*Source excerpt:*

==================================================

Tuesday, September 2, 2008

Thank You Craigslist

I put an ad on craigslist here in Paris and got a delicious surprise.

I know, it's dangerous. Little black girl in Paris alone eliciting strange people to talk to her and perhaps make her have to do a few loads of sheets and towels in her fabulous Parisian apt.

But I did it. And I won. After my friends left I realized I hadn't "been carnal" in a little bit and I’m in Paris. The city of light and lovers. And I’d never had “the relations” on foreign soil. I decided this was the time for that to change. I’d actually decided when I bought my ticket, got the apartment and went to the ob/gyn to make sure I didn't need any shots or anything. I love her. She said, "Take your own condoms". Intrigued. "Why? Do theirs not work?" she calmly replied "different latex, different lube. Nothing ruins a trip faster than a broken pudenda."

I knew I should have gone to med school.

Anyway, I started rapping with this dude who says he went on craigslist to rent out a room in his apartment and "just happened" into the who wants to get laid portion of said list. We emailed each other all day and it was really nice. I was beat from 4 days of walking this great town and the flirtations were a welcome respite. He loved my English, I loved his English. It has a French flair that I really thought lived in French movies from the Alain Delon days.

So he came to pick me up. He was cute. He looked like the pix he'd sent, only his hair was a little thinner than I’d expected. Who cares? I have cellulite. I’d been taking baths the last few days so when he got here I’m all fresh, clean and had drank almost a bottle of wine alone and watched Mad Men and a little internet diddling (great use of my time in Paris, right?).

==================================================

*Supplied material:*

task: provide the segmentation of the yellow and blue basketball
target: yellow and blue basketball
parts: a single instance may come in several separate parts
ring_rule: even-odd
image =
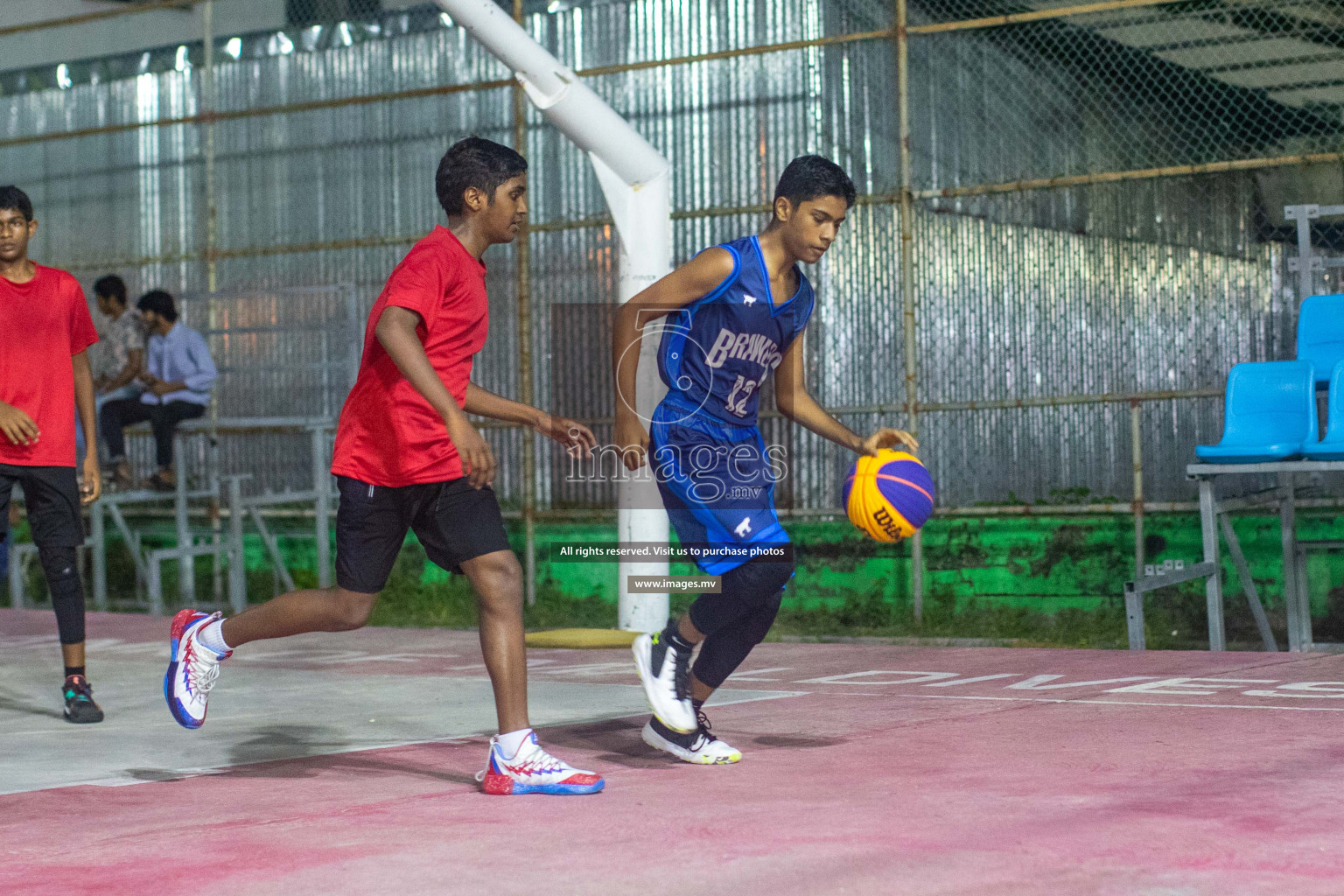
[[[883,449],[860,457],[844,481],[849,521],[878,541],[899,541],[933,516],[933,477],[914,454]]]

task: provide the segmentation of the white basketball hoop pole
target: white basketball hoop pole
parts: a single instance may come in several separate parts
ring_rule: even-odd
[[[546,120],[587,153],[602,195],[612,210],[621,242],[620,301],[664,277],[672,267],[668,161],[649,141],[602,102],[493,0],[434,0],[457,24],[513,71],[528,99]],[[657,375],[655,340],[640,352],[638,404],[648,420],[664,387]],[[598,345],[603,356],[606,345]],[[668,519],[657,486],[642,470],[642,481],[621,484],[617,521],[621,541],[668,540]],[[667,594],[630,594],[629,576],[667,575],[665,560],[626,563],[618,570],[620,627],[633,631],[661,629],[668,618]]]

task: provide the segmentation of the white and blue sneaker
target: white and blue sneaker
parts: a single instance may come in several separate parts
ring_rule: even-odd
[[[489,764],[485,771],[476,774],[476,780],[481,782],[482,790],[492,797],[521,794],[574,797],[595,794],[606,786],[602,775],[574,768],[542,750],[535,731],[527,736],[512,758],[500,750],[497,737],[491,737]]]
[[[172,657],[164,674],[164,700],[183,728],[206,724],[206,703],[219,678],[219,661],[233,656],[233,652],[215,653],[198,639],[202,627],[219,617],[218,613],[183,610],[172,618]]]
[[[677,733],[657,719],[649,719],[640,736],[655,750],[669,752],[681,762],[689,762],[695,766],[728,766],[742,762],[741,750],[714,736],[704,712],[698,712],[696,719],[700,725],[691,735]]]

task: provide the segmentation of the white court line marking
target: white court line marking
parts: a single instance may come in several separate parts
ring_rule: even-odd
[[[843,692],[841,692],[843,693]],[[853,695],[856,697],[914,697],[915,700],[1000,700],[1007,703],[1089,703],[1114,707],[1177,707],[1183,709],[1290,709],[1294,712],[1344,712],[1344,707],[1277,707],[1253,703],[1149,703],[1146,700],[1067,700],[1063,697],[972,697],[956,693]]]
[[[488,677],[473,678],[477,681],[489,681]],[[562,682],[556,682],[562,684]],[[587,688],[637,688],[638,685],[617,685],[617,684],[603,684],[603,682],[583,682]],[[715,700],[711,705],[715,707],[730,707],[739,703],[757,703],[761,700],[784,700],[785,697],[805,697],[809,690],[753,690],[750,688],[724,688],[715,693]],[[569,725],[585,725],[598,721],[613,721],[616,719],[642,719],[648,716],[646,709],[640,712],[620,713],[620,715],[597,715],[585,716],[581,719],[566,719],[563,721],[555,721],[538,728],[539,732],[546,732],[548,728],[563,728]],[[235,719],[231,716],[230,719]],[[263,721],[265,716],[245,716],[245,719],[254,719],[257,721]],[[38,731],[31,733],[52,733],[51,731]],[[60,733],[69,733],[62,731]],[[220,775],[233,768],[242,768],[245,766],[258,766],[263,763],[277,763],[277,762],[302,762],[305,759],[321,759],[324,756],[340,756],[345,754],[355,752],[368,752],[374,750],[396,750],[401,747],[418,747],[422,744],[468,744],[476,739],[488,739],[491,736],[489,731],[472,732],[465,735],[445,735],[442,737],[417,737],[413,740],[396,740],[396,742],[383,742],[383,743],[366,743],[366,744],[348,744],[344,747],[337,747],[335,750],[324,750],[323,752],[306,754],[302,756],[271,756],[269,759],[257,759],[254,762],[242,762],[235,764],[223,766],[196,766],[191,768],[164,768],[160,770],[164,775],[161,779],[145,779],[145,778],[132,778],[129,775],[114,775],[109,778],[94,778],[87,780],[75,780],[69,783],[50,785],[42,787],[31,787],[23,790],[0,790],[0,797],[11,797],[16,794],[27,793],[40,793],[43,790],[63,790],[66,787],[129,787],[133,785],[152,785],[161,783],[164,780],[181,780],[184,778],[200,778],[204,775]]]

==================================================

*Work instructions:*
A – Based on the blog post, decide whether each statement agrees with it: (i) the ad was placed on craigslist in Paris; (ii) the man's hair was thicker than the writer had expected; (iii) the writer had spent 4 days walking the town. Answer yes or no for each and quote the deciding words from the blog post.
B – Return, unchanged, the lines of the listing that begin at the line containing "task: provide the segmentation of the white court" and run through the last line of the listing.

*Expected outputs:*
A –
(i) Yes: "I put an ad on craigslist here in Paris"
(ii) No: "only his hair was a little thinner than I’d expected"
(iii) Yes: "I was beat from 4 days of walking this great town"

B –
task: provide the segmentation of the white court line marking
target: white court line marking
parts: a single instance may come in several separate parts
ring_rule: even-odd
[[[843,692],[841,692],[843,693]],[[853,695],[856,697],[914,697],[915,700],[1000,700],[1007,703],[1089,703],[1114,707],[1177,707],[1183,709],[1290,709],[1294,712],[1344,712],[1344,707],[1277,707],[1253,703],[1149,703],[1146,700],[1067,700],[1063,697],[972,697],[956,693]]]
[[[488,677],[473,678],[477,681],[489,681]],[[562,682],[556,682],[562,684]],[[587,688],[637,688],[638,685],[617,685],[617,684],[603,684],[603,682],[583,682]],[[715,700],[711,705],[715,707],[730,707],[739,703],[757,703],[761,700],[784,700],[785,697],[805,697],[809,690],[753,690],[750,688],[724,688],[715,693]],[[569,725],[585,725],[598,721],[613,721],[616,719],[642,719],[648,716],[646,709],[640,712],[620,713],[620,715],[597,715],[585,716],[581,719],[566,719],[563,721],[555,721],[538,728],[539,732],[546,732],[548,728],[563,728]],[[235,719],[231,716],[230,719]],[[263,721],[265,716],[245,716],[245,719],[254,719],[257,721]],[[38,731],[31,733],[52,733],[51,731]],[[60,733],[69,733],[62,731]],[[220,775],[233,768],[242,768],[245,766],[258,766],[263,763],[277,763],[277,762],[302,762],[305,759],[321,759],[324,756],[340,756],[345,754],[355,752],[368,752],[374,750],[396,750],[401,747],[418,747],[422,744],[468,744],[476,739],[488,739],[491,736],[489,731],[472,732],[465,735],[445,735],[442,737],[417,737],[413,740],[396,740],[396,742],[383,742],[383,743],[366,743],[366,744],[348,744],[344,747],[337,747],[335,750],[324,750],[323,752],[306,754],[302,756],[271,756],[269,759],[257,759],[254,762],[242,762],[235,764],[223,766],[196,766],[191,768],[164,768],[160,770],[164,775],[161,779],[145,779],[145,778],[132,778],[129,775],[114,775],[109,778],[94,778],[87,780],[75,780],[69,783],[50,785],[42,787],[31,787],[23,790],[0,790],[0,797],[11,797],[16,794],[27,793],[40,793],[43,790],[63,790],[66,787],[129,787],[133,785],[152,785],[161,783],[164,780],[181,780],[184,778],[200,778],[204,775]]]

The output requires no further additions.